> [REQUIRED WORK]: Set down exactly the lines from the one containing "For every instance of the creamy" through the end of the records below, both included, and nothing else.

> [SUPPLIED DATA]:

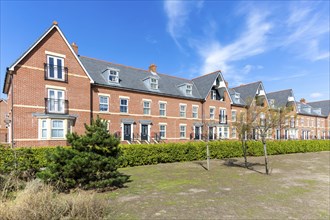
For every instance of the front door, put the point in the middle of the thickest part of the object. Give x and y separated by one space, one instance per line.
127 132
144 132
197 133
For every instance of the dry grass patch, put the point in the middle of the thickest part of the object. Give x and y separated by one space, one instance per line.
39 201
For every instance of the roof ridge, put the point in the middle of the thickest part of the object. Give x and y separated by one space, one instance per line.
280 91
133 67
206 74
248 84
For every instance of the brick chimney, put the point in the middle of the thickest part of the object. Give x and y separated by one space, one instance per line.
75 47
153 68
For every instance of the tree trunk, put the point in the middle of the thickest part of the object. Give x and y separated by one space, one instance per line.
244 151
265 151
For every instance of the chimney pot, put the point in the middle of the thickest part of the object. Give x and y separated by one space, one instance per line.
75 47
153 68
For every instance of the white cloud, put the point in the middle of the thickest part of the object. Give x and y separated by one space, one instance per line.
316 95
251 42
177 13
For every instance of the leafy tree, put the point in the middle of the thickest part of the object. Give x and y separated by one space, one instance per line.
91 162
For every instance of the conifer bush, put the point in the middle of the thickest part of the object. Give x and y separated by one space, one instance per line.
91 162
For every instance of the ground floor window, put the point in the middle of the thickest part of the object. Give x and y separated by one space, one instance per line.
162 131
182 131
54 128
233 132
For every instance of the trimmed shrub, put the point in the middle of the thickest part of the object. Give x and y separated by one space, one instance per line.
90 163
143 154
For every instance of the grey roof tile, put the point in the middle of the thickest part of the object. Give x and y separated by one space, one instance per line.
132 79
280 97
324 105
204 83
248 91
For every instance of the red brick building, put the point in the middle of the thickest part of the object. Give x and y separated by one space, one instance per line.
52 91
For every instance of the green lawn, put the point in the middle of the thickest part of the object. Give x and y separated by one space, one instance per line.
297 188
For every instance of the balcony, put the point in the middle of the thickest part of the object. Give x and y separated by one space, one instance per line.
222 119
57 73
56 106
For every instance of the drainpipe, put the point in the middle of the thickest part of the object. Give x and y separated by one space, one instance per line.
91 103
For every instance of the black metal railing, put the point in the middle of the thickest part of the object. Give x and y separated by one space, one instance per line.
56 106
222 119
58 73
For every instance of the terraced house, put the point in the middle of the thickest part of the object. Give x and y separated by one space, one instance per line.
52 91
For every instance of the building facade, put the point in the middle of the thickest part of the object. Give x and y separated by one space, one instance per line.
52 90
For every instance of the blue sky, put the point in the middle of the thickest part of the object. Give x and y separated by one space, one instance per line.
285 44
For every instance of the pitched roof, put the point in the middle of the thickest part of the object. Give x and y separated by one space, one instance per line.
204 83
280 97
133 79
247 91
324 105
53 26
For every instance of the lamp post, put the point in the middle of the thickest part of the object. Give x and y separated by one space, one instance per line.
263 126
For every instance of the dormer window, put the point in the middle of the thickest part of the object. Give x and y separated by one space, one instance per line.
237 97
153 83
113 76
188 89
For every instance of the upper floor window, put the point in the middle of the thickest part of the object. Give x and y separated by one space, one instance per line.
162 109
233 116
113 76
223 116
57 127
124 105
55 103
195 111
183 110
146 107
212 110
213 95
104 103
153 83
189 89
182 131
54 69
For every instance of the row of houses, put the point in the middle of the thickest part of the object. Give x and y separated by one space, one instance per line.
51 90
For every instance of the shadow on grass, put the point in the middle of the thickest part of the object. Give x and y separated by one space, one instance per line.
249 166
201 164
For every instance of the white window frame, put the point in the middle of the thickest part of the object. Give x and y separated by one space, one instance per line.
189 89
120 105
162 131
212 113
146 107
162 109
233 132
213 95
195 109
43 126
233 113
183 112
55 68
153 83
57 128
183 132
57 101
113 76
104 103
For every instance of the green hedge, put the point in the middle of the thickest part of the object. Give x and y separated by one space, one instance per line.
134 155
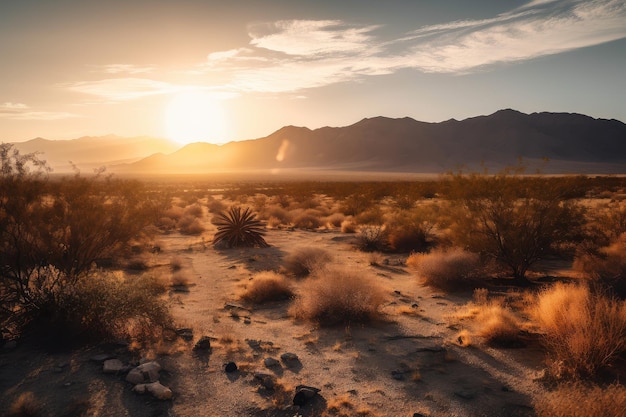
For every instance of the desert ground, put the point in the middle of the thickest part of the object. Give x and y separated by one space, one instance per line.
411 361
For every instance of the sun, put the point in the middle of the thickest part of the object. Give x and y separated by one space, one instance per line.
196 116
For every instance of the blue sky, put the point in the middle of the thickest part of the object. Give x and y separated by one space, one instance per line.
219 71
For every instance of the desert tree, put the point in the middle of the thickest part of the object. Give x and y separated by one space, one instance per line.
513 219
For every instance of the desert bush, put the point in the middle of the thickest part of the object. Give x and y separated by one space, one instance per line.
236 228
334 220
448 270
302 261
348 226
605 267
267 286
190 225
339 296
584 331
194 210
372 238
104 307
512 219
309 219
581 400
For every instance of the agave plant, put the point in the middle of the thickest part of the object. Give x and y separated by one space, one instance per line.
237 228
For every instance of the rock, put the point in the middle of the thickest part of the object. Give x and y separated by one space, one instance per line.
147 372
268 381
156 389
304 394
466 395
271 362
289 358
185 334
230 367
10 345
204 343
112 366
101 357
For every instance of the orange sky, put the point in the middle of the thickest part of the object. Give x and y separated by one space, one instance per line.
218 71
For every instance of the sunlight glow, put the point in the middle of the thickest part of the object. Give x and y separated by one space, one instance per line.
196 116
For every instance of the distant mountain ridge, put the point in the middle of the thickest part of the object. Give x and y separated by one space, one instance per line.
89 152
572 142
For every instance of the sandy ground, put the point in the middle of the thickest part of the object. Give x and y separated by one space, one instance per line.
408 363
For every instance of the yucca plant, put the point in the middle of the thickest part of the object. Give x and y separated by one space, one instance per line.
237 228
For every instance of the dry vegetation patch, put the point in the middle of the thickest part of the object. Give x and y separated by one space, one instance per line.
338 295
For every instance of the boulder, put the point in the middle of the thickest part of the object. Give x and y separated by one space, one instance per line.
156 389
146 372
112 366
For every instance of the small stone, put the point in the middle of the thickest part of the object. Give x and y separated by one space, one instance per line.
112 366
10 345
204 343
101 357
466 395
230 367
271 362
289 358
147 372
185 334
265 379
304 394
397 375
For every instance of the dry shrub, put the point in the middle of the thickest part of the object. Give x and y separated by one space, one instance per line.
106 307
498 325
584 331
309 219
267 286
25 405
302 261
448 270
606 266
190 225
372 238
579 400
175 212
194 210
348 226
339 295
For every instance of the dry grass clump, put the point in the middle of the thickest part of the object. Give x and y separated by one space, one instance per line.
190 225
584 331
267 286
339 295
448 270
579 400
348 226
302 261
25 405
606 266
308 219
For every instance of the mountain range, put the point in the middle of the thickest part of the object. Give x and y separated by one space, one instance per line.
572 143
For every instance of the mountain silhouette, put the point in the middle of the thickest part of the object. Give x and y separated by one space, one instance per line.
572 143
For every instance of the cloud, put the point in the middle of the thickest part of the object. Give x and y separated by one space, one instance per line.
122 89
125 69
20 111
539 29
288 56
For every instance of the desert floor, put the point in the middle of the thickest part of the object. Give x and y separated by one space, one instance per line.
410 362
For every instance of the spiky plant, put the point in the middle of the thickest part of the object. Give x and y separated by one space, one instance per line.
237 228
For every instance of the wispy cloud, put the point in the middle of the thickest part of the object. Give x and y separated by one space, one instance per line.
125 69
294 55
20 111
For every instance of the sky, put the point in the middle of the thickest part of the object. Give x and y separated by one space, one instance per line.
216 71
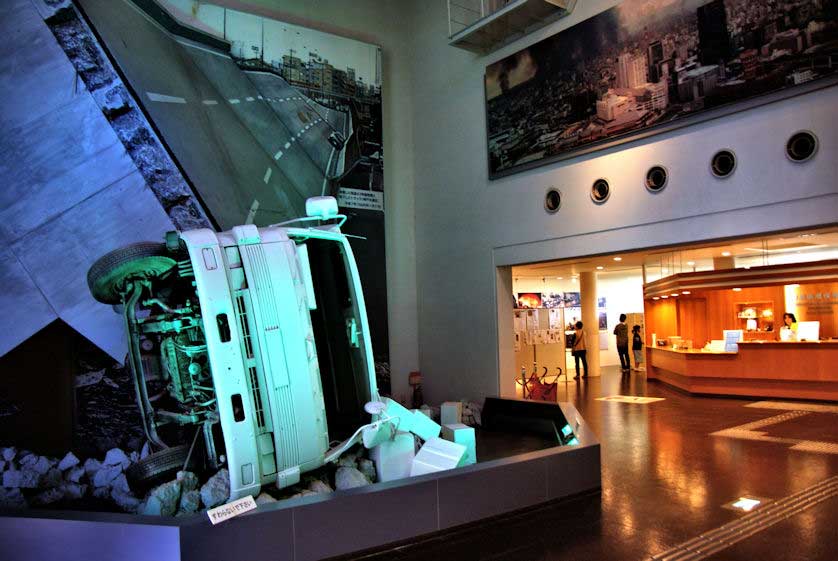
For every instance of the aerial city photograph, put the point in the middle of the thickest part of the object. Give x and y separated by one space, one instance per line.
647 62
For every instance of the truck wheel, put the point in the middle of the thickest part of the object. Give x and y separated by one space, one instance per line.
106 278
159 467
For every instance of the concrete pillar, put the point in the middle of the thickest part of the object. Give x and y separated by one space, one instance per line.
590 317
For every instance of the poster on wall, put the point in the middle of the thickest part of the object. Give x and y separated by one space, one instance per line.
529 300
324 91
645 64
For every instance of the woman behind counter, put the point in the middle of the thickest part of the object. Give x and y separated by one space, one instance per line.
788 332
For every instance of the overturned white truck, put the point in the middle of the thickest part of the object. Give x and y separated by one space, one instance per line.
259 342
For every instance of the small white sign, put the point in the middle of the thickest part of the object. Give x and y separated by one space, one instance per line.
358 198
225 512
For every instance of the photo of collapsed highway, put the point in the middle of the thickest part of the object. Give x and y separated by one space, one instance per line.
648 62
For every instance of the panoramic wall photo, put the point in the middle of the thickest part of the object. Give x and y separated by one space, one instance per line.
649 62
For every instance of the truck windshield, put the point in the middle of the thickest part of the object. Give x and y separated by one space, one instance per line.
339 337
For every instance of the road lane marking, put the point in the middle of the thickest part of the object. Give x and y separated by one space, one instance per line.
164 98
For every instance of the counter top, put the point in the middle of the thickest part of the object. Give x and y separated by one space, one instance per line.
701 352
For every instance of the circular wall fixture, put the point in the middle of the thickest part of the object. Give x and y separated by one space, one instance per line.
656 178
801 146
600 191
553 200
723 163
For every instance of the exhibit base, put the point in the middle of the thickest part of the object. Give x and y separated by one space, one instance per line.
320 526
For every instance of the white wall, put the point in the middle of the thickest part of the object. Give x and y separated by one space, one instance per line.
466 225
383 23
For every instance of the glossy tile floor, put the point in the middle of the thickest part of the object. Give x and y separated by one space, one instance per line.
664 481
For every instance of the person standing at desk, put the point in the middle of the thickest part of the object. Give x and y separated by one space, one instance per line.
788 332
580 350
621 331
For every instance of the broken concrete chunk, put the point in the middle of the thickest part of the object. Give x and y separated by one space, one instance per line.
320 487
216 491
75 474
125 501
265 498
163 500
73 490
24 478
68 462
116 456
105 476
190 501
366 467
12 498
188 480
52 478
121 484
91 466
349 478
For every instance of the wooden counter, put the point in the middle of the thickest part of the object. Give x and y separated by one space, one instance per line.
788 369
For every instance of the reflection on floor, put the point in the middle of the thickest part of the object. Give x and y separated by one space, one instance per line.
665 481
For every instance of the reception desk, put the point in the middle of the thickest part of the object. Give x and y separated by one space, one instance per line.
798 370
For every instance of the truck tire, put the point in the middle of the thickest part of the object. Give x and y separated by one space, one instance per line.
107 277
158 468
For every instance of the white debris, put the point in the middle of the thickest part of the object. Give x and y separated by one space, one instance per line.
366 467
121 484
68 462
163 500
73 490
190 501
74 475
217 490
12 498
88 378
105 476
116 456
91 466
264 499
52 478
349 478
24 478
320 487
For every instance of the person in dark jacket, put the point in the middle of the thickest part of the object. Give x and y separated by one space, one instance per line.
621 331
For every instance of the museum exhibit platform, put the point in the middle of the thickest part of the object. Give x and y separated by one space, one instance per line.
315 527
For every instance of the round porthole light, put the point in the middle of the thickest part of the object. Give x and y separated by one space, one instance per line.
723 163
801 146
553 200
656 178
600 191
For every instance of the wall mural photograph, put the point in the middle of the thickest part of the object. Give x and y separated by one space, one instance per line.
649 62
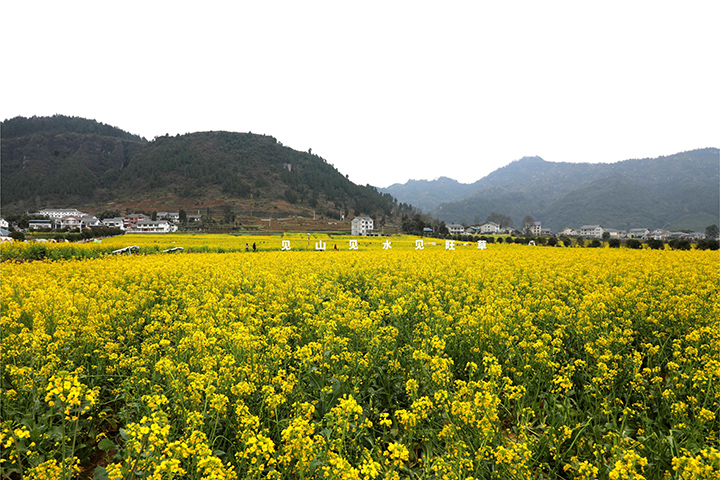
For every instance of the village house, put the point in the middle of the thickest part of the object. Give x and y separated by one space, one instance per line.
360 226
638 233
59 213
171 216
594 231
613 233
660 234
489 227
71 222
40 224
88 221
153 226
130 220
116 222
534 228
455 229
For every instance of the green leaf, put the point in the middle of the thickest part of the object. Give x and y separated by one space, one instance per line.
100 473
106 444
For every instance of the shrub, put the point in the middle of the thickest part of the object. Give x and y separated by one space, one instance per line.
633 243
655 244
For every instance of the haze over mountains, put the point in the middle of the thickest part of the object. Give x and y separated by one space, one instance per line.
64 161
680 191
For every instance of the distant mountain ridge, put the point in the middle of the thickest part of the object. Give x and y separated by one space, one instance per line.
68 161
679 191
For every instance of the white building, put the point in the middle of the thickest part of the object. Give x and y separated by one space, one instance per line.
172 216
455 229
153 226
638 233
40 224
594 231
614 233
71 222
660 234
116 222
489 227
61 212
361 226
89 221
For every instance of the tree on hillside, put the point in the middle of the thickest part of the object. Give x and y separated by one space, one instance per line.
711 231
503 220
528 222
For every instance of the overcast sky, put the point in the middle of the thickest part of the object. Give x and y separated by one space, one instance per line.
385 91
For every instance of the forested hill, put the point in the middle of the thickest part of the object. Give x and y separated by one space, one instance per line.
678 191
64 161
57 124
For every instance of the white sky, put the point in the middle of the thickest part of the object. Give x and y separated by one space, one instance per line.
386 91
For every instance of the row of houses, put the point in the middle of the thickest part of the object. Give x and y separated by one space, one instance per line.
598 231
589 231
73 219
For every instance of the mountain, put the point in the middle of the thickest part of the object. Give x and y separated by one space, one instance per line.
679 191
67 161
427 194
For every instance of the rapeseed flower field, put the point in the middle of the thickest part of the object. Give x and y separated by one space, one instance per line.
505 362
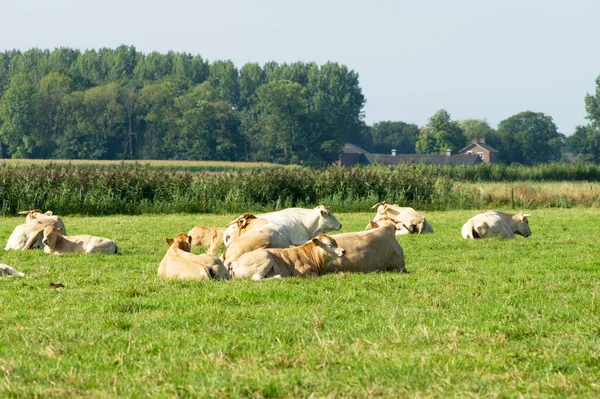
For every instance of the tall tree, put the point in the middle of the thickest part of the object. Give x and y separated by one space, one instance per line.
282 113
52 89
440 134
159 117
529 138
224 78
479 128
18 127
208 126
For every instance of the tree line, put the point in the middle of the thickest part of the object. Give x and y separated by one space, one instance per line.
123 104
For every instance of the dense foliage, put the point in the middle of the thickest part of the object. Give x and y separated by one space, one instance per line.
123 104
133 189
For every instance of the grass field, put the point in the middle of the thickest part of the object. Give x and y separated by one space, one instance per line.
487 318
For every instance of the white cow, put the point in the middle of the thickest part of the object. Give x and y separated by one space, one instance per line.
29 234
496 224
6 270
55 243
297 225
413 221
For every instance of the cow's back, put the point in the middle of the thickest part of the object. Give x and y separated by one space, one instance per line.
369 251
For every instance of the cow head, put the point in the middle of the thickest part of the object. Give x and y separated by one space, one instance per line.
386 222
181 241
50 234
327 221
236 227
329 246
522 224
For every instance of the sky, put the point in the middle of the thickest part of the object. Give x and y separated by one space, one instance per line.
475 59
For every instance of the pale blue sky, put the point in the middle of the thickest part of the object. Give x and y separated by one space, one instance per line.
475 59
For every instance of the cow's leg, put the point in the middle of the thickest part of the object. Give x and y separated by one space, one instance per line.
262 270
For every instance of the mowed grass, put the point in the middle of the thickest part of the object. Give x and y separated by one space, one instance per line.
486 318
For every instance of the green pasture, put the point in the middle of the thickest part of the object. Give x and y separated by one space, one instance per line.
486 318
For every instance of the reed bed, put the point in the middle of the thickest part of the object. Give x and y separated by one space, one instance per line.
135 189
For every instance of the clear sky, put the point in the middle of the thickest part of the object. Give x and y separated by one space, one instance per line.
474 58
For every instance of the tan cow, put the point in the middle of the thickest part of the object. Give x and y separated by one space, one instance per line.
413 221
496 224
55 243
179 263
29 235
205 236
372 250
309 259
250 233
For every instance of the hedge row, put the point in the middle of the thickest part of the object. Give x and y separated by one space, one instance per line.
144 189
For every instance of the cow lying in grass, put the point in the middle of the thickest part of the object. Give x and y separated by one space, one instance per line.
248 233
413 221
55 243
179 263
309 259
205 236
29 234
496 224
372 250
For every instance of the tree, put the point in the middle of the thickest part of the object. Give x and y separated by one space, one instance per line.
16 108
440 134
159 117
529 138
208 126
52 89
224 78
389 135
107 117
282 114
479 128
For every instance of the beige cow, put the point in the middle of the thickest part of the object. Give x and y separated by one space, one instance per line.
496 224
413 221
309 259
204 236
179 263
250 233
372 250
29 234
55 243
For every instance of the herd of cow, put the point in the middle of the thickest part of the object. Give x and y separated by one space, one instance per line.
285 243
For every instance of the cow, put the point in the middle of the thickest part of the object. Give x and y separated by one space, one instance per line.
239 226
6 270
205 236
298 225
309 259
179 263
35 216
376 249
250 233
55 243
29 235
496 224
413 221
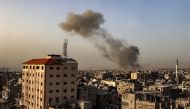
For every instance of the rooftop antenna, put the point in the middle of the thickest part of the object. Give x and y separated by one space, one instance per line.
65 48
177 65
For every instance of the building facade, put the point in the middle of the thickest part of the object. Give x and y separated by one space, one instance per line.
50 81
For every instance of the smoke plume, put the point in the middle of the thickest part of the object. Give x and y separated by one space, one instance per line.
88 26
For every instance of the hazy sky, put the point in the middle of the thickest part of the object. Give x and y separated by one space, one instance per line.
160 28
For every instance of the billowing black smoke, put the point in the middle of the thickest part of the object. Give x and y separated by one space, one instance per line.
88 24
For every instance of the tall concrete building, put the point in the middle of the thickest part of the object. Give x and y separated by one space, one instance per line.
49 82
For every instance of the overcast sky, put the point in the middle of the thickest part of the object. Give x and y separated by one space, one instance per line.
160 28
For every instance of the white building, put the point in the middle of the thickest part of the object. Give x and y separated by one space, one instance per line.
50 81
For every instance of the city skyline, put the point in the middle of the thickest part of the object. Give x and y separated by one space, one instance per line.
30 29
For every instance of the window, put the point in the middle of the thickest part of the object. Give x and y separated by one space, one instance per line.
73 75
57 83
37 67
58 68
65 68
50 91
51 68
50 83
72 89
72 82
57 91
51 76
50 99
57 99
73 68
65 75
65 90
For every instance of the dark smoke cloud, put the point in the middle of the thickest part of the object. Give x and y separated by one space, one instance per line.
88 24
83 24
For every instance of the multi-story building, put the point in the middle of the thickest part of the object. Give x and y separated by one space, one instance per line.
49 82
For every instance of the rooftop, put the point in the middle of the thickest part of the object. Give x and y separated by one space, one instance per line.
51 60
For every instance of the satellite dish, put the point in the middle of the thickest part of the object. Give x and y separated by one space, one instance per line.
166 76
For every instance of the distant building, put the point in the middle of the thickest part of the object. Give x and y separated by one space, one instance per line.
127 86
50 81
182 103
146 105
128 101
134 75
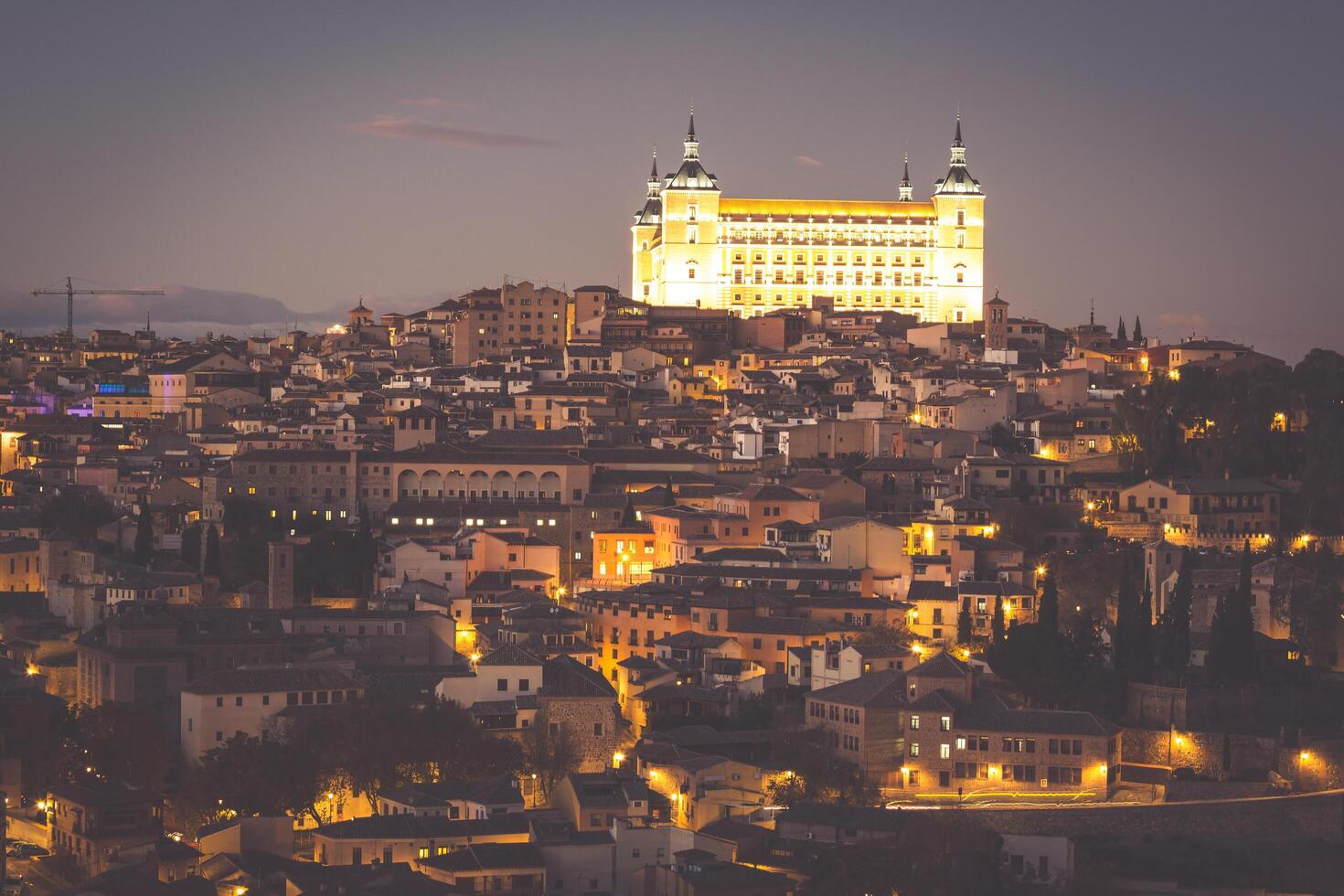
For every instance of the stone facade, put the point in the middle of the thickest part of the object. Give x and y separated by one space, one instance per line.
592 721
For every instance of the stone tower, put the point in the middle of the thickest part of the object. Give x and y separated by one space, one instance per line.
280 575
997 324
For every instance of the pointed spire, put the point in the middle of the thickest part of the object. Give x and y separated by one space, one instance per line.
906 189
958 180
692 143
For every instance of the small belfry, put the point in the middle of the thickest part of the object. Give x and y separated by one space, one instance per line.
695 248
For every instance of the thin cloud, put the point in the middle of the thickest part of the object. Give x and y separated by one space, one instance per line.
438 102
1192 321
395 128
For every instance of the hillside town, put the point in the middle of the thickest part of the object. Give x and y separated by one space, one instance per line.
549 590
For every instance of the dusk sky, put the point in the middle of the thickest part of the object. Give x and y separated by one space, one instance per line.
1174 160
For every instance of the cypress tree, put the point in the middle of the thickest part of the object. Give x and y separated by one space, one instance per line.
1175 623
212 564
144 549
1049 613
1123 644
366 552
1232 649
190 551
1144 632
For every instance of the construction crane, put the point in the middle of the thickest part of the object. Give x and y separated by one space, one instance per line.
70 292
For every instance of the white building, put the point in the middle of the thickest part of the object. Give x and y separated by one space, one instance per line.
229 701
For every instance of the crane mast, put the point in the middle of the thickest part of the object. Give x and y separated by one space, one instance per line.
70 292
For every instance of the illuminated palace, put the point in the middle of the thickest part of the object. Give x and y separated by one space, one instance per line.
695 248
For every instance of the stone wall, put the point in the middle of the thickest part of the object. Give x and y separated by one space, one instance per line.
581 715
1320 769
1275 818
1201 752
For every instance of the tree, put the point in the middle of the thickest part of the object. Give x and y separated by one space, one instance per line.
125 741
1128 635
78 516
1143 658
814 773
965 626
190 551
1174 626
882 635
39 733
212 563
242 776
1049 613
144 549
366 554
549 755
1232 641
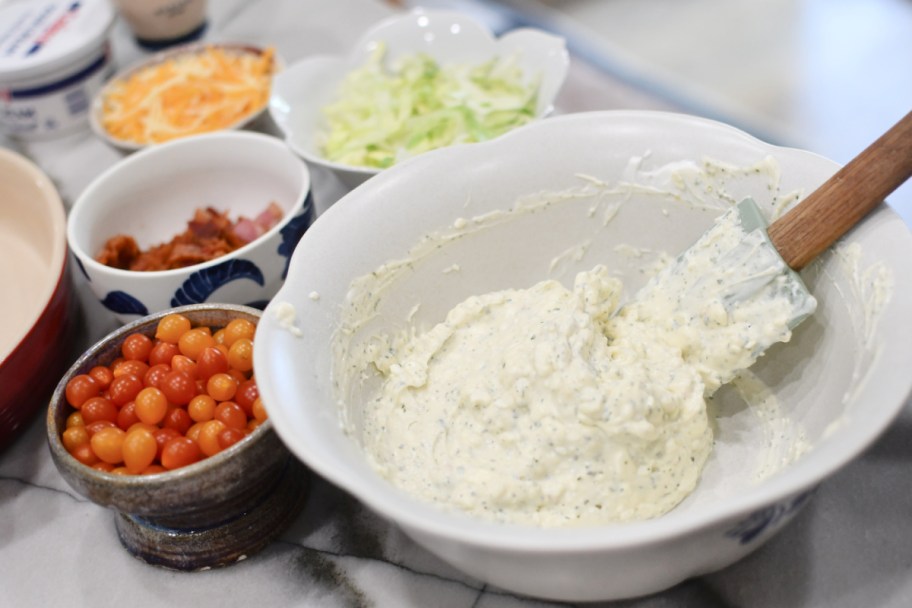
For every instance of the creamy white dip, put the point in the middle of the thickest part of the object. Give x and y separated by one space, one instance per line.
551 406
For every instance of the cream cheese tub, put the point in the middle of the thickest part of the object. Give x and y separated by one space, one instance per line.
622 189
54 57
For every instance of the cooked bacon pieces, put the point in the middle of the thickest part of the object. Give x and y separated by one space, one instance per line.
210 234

> [RESULT OF THIS TASK]:
For every instance of the creamy white dip, put the point in the middle of the thickest part of the object. Give x and y separated by one space, one instance per line.
551 406
For every instance of the cream cheese tub, put the point in the middle of the thickest part of the object. Give x and y separated by one space, one instance per line.
622 189
54 57
For every instance of the cooked bacon pieces, put the point in the middle of the thickest part of the object. Give x and y separated by one space, one instance per line.
210 234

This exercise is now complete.